--- DATA PROVIDED ---

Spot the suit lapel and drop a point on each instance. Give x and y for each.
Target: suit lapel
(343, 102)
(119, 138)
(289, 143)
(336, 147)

---

» DIRECTIONS
Return all of the lines above exactly, with none omitted.

» PROBLEM SOLUTION
Spot the suit lapel and drop a point on each instance. Give x and y for each.
Target: suit lapel
(343, 102)
(119, 138)
(289, 143)
(336, 147)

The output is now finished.